DIRECTIONS:
Below are records that contain pictures; transcribe the text exactly and omit the pictures.

Spatial localization data:
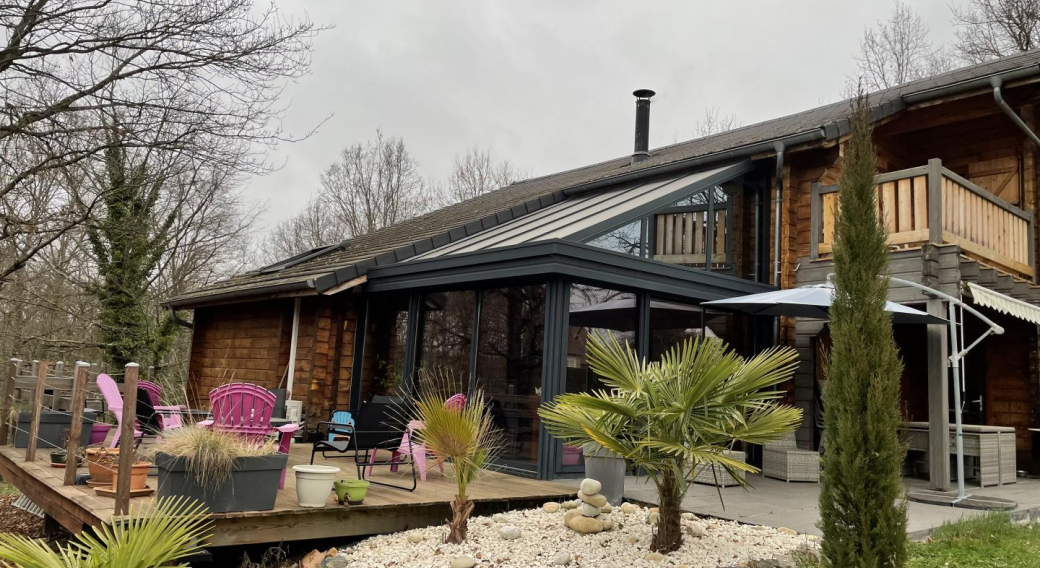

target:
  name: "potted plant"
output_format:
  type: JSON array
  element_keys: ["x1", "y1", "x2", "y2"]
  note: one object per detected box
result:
[
  {"x1": 334, "y1": 479, "x2": 369, "y2": 505},
  {"x1": 291, "y1": 464, "x2": 339, "y2": 507},
  {"x1": 149, "y1": 427, "x2": 286, "y2": 513},
  {"x1": 89, "y1": 411, "x2": 115, "y2": 445},
  {"x1": 13, "y1": 409, "x2": 95, "y2": 449},
  {"x1": 111, "y1": 459, "x2": 152, "y2": 490},
  {"x1": 86, "y1": 447, "x2": 121, "y2": 485}
]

FINISHED EXERCISE:
target:
  name: "potted plant"
output_format:
  type: JSON array
  element_keys: ["x1", "y1", "x2", "y2"]
  note: one object per detected box
result:
[
  {"x1": 334, "y1": 479, "x2": 369, "y2": 505},
  {"x1": 291, "y1": 464, "x2": 339, "y2": 507},
  {"x1": 149, "y1": 427, "x2": 286, "y2": 513},
  {"x1": 89, "y1": 411, "x2": 115, "y2": 445},
  {"x1": 13, "y1": 409, "x2": 95, "y2": 449},
  {"x1": 111, "y1": 459, "x2": 152, "y2": 490},
  {"x1": 86, "y1": 447, "x2": 121, "y2": 485}
]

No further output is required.